Images must not appear in your copy; reproduce every other part of the records exactly.

[START RAW DATA]

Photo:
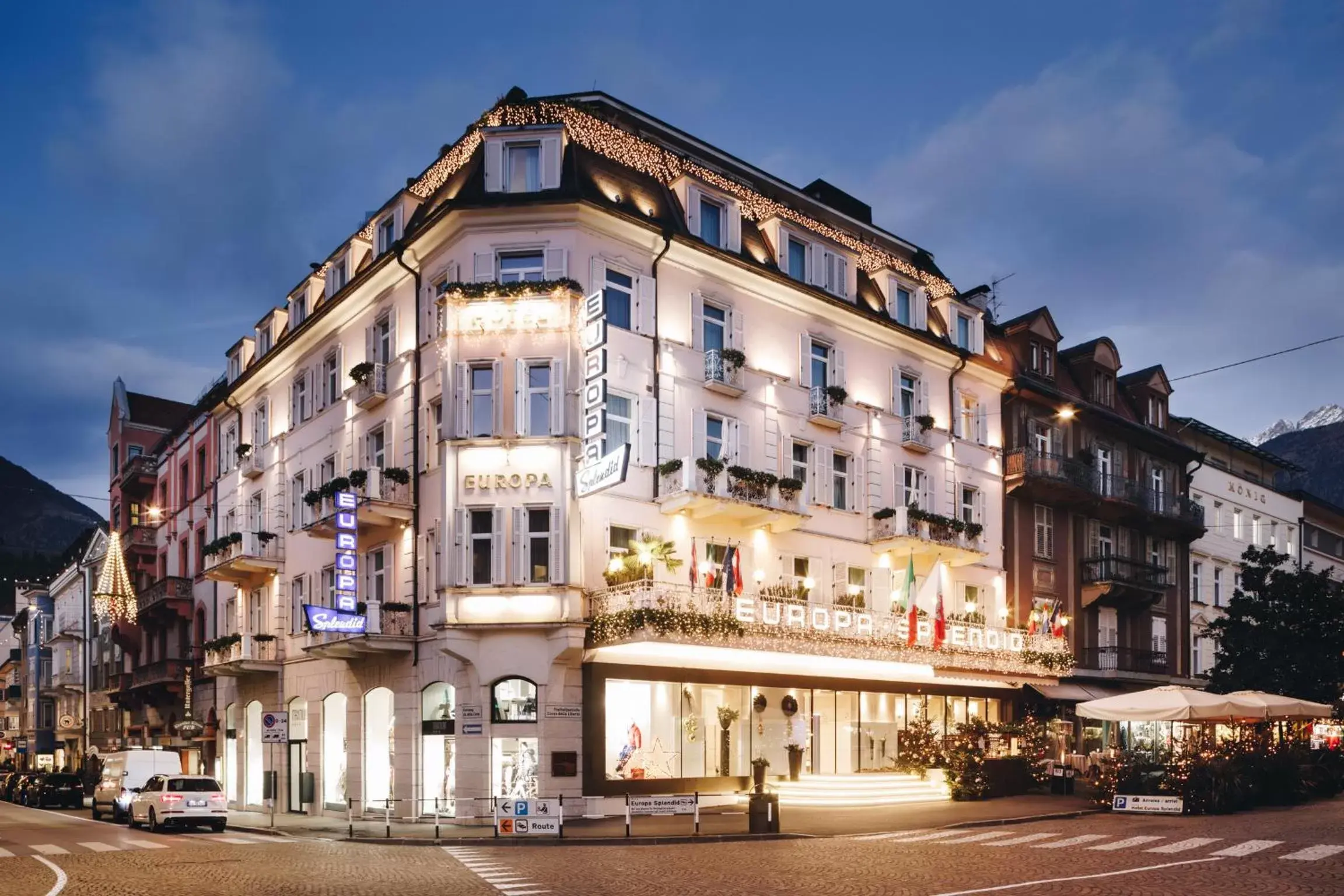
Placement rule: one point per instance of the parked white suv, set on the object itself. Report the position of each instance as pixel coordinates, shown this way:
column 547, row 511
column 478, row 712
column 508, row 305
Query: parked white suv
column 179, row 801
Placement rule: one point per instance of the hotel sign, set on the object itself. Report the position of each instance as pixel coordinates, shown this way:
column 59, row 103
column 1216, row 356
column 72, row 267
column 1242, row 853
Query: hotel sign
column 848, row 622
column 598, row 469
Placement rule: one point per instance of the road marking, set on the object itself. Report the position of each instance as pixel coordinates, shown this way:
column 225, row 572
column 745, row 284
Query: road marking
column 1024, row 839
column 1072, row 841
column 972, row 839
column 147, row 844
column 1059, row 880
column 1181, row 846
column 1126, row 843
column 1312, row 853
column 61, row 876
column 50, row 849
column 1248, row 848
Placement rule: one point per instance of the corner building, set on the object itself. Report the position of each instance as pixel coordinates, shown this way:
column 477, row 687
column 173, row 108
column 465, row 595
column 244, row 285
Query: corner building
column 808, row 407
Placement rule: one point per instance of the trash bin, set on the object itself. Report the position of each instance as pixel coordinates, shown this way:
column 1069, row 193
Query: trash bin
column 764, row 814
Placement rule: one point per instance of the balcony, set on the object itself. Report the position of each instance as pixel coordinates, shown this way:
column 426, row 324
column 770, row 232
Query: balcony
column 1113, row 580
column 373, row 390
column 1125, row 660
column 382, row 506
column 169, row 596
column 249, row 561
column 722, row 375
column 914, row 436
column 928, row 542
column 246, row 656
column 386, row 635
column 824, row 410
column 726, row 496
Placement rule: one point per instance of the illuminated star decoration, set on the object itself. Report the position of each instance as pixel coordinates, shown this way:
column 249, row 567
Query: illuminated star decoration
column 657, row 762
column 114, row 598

[END RAW DATA]

_SOLUTION FOR THIS EXERCISE:_
Photo:
Placement rule: one point per instance of the parked white suv, set on the object itself. Report the position of each instance as pixel coordinates, shown this way:
column 547, row 511
column 478, row 712
column 508, row 305
Query: parked white suv
column 179, row 801
Placement rule: one point per instance of the hotel sign, set on the object itself. Report the position of each instance as pixel coordinates, shown this way:
column 59, row 103
column 1216, row 356
column 72, row 267
column 1242, row 853
Query: hotel sign
column 848, row 622
column 598, row 469
Placement rule: one point per instance of the road marking, set on the object itself. Report the position of each instance as pixel coordinates, shown this way:
column 225, row 572
column 745, row 284
Query: road marking
column 1024, row 839
column 1072, row 841
column 972, row 839
column 147, row 844
column 1059, row 880
column 1181, row 846
column 1126, row 843
column 1312, row 853
column 61, row 876
column 50, row 849
column 1248, row 848
Placement rule: one point per instance of the corner building, set on the object itself. Report the position of each instance as pixel coordinates, shown this way:
column 477, row 687
column 173, row 108
column 465, row 595
column 244, row 285
Query: corner building
column 808, row 407
Placement rule: one point per instance of the trash bin, set on the object itself. Report the position of each instance as pixel coordinates, shown this way:
column 1069, row 193
Query: trash bin
column 764, row 814
Placement rule: one point per instance of the balcony, set on the object itself. Report the position of each instance as pixel coordinates, shown this way:
column 426, row 324
column 770, row 232
Query: balcony
column 1113, row 580
column 373, row 390
column 1125, row 660
column 382, row 506
column 169, row 596
column 249, row 561
column 722, row 375
column 914, row 436
column 928, row 542
column 246, row 656
column 386, row 635
column 824, row 410
column 726, row 496
Placement rule: one point per instance of the illuminated star decoration, set on the object itself. Report the position of each instance as pixel coordinates, shown this way:
column 249, row 567
Query: illuminated star decoration
column 657, row 762
column 114, row 598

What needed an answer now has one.